Exercise aim
Reproduce every row below word for word, but leave the pictures out of your answer.

[Records from a data collection]
----
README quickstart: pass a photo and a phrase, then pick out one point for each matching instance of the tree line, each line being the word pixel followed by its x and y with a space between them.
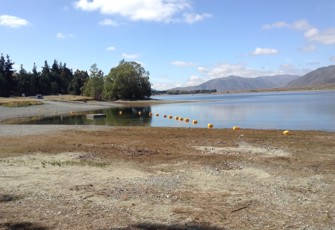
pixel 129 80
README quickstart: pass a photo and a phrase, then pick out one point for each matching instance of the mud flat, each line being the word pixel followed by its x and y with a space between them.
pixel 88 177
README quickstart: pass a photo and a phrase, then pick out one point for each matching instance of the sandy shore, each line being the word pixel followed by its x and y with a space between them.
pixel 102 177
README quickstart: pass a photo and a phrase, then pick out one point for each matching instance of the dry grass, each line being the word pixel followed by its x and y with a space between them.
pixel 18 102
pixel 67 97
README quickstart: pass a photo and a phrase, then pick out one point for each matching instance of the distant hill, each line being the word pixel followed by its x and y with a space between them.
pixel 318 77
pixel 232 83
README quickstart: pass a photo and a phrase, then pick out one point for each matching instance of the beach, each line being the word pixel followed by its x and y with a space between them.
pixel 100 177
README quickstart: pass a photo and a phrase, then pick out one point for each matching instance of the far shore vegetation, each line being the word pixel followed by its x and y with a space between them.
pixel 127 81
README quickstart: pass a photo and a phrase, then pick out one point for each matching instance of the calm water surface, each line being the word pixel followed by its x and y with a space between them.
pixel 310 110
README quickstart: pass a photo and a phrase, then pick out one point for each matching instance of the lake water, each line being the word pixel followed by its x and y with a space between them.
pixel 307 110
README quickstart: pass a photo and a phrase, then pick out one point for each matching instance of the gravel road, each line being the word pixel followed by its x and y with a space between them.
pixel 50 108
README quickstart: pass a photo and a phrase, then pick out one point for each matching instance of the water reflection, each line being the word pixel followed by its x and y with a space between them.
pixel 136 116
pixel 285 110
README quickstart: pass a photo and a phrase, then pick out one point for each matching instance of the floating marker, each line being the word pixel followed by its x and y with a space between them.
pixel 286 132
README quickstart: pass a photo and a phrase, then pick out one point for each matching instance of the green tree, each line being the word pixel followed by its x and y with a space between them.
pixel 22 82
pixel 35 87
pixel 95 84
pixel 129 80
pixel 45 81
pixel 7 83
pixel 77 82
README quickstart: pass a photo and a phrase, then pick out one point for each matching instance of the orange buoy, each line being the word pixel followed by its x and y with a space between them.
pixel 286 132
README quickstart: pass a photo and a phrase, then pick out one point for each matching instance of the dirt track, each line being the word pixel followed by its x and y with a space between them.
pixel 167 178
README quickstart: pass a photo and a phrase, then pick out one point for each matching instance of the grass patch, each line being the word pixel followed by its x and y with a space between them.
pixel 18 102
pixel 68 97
----
Final result
README quickstart: pass a photo and a phrase, then pick out one point for each matching instance of the tree line, each line being the word pixel followed by its x and y with a space between them.
pixel 129 80
README quickstart: pass a photo and a phrase, then pick out one point for each matching instance of the mud flat, each line being the word pixel followed by its x and y with a space between them.
pixel 88 177
README quickstart: pass a photo and a phrase, then pick out one point for each matching instance of the sandy shore, each line being the word pixel followed by its x and y with a space between them.
pixel 102 177
README quickstart: pass a photo and a phrase, then pick out one point for each matching instance of the dry grass, each line being the word pixel followed by its x and y with a space between them.
pixel 18 102
pixel 67 97
README quickstart: pass a photo and a phrase, then pick out one point for each matching instance of the distant hill, each line being the word pixel followed by its x and y with a space between them.
pixel 318 77
pixel 232 83
README quickstart: pass a photo and a phrase, then pick out one point for each matching instance of the beach, each line being the word pixel followed by its x and y with a space between them.
pixel 100 177
README quickstart: pass a photo and a phrase, then pick out one point for each matching instance of the far shore vegetation, each line being the word pixel followed by its x and y with a space between them.
pixel 127 81
README quickstart: pass a photo and a phrase, then pick out one point for each matching instance of the calm water surface, each line being the word pixel followed by its x and y with a space between them.
pixel 310 110
README quickstart: pass a photo and a phrase, then pick out one point for each matching instance of the lake water, each line being the word pixel followed by its x and y with a space between them.
pixel 307 110
README quickstart: pass a photo and a phrase, then pick out one point for each matching instance of the gravel road, each line being the word pixel followed by its x and y with a space between them.
pixel 50 108
README quickstart: pass a photo and a phrase, then pick out one point for each matching instance of the water reflection, each line being the word pixel followed by its x and y with a space between them.
pixel 136 116
pixel 285 110
README quickstart: pass a photo and a phrase, then pick out one point for each matching instance of the floating marker, each line being the word pixel followed by its x and y with a space between them.
pixel 286 132
README quickstart: pass a photo and a phrase, then pick out one point for each matching instance of the green tree, each line being the word pixel followed by its x and y with a space between them.
pixel 22 82
pixel 35 87
pixel 95 84
pixel 129 80
pixel 45 81
pixel 7 83
pixel 77 82
README quickstart: pass a photo and a phrase, then pick out one point for each matching instance of the orange buoy, each line being the word pixel followed by its x and y with a space between them.
pixel 286 132
README quickstart: pass a photo and a phrase, then pick out one point for each matching instance of the dirt track, each line being the word pixel followed by its x and y with a space between them.
pixel 167 178
README quickstart: pass a photo and a phrase, then pick out one point for each matching instance of the grass patch, each line being the word pixel followed by its x and y with a space between them.
pixel 18 102
pixel 68 97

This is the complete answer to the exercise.